**Task prompt**
Translate this sentence from the food safety notice below into Spanish: "Once home, place cold foods like meat, poultry and dairy products in the refrigerator right away."

Thousands of Iowans will gather for picnics, cookouts, and family get-togethers this Memorial Day weekend. The Iowa Department of Public Health (IDPH) cautions that some of those Iowans will become ill in the following week or two, thanks to a food-borne illness. A food-borne illness is any illness caused by eating contaminated food or water. The Centers for Disease Control and Prevention (CDC) estimates that each year, 76 million Americans get sick, more than 300,000 are taken to the hospital, and 5,000 people die from food-borne illnesses.
While some food-borne illnesses can be deadly, most that occur in Iowa don’t last long (one to three days), and go away on their own. Most of the things that cause food-borne illnesses affect the digestive tract and symptoms generally include diarrhea, nausea, vomiting, and abdominal pain.
Especially during warmer weather, food safety begins at the grocery store. “When shopping, buy cold foods like meat, poultry and dairy products last, right before checkout,” said IDPH Medical Director, Dr. Patricia Quinlisk. “Plan to drive directly home from the grocery store so the food doesn’t sit in a hot car any longer than necessary. You may also want to take a cooler with ice or insulated grocery bags to transport perishables home - especially if your drive home is more than half an hour.” Once home, place cold foods like meat, poultry and dairy products in the refrigerator right away.
To make sure you, your family, and friends have a healthy holiday, remember the following tips:
- Cook all meats thoroughly, especially ground meats like hamburgers and sausages (like bratwursts). Use a meat thermometer to ensure the middle of the meat has reached a temperature that will kill the organisms that can make us sick. Cook chicken to 165 F, ground meats like hamburger to 160 F, and whole meats like steaks or pork chops to 145 F.
- Marinate foods in the refrigerator - not on the kitchen counter or outdoors. In addition, if you plan to use some of the marinade as a sauce on the cooked food, set aside a portion before adding the raw meat, poultry, or seafood. Don’t reuse marinade, as this can re-contaminate the food.
- Cook thoroughly and immediately after ‘partial cooking.’ If you partially cook food in your kitchen to reduce grilling time, do so immediately before the food goes on the hot grill.
- Keep cold food cold and hot food hot. Whether in your car or on the picnic table, illness-causing bacteria can grow in many foods within two hours and during warmer weather, that time is cut down to within one hour.
- Don't reuse platters or utensils. Using the same platter or utensils that previously held raw meat, poultry, or seafood allows bacteria from the raw food’s juices to spread to the cooked food. Instead, have a clean platter and utensils ready at grill-side to serve your food.
- Have a way to wash your hands prior to eating. For example, if picnicking, bring soap and water or hand wipes so everyone can clean their hands before they eat.

**The data**
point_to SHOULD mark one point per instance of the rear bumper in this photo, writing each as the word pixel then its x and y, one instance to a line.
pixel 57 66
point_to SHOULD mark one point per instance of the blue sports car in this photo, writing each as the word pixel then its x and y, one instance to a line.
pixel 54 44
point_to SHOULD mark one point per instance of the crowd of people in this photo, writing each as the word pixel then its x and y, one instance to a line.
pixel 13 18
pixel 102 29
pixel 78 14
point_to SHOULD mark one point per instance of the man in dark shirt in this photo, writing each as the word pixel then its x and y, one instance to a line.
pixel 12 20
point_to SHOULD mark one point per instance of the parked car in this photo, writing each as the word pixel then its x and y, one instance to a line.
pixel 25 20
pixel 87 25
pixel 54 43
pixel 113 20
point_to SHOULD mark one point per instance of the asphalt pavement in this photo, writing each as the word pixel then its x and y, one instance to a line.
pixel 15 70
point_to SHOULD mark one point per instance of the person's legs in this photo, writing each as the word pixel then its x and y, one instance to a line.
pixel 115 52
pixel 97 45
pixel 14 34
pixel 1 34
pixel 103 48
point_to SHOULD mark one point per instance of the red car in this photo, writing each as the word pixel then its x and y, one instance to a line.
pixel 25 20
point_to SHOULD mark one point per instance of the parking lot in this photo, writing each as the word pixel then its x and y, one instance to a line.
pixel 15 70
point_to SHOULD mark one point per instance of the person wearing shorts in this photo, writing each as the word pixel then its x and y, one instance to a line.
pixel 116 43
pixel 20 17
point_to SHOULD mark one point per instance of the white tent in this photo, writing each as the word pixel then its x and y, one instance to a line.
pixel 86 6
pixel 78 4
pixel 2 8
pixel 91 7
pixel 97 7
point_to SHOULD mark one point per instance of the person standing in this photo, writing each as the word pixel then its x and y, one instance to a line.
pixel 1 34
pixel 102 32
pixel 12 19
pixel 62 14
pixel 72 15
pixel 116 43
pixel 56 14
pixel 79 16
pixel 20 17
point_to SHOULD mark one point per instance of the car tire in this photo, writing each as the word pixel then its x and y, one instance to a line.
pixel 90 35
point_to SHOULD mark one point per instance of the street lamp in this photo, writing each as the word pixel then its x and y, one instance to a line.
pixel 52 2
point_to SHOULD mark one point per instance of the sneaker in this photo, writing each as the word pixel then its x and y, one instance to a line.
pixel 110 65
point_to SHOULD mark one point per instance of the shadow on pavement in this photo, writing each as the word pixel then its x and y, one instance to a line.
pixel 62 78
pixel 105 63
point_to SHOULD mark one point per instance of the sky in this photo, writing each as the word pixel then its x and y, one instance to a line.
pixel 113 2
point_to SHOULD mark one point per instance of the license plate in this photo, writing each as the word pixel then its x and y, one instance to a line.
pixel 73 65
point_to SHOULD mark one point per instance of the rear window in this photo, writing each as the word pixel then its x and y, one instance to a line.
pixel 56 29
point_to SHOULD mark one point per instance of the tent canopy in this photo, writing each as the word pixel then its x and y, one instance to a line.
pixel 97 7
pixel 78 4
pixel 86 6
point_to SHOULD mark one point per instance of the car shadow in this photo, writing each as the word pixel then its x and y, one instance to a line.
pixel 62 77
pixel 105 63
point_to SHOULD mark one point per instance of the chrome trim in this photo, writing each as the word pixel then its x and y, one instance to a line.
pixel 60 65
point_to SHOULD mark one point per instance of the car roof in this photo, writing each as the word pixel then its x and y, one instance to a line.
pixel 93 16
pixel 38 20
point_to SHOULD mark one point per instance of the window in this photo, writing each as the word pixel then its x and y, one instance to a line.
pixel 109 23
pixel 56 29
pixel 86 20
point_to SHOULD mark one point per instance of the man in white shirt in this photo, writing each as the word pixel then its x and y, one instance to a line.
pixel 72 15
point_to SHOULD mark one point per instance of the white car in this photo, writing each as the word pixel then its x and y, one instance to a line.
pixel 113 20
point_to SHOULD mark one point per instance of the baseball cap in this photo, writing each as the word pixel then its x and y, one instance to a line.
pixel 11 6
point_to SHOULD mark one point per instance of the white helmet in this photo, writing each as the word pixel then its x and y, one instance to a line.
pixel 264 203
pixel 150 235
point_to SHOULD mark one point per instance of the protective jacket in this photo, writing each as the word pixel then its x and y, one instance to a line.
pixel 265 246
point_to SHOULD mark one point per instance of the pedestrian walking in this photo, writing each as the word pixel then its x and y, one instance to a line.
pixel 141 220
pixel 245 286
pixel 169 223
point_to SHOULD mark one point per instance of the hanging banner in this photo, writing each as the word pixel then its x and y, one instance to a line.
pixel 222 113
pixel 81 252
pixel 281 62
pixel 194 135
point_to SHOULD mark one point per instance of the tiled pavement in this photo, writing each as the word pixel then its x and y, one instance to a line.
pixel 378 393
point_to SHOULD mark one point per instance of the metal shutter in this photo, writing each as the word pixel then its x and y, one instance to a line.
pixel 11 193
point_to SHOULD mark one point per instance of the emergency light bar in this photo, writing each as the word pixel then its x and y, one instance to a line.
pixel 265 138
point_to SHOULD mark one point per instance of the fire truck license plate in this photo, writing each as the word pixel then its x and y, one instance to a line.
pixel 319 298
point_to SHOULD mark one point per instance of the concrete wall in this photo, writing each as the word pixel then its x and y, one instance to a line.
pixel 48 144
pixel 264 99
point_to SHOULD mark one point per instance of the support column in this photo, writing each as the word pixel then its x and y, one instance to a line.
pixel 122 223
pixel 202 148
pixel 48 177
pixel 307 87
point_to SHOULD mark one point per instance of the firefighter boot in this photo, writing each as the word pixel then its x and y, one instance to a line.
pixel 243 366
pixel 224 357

**Answer to this problem**
Una vez en casa, coloque de inmediato en el refrigerador los alimentos fríos como la carne, las aves y los productos lácteos.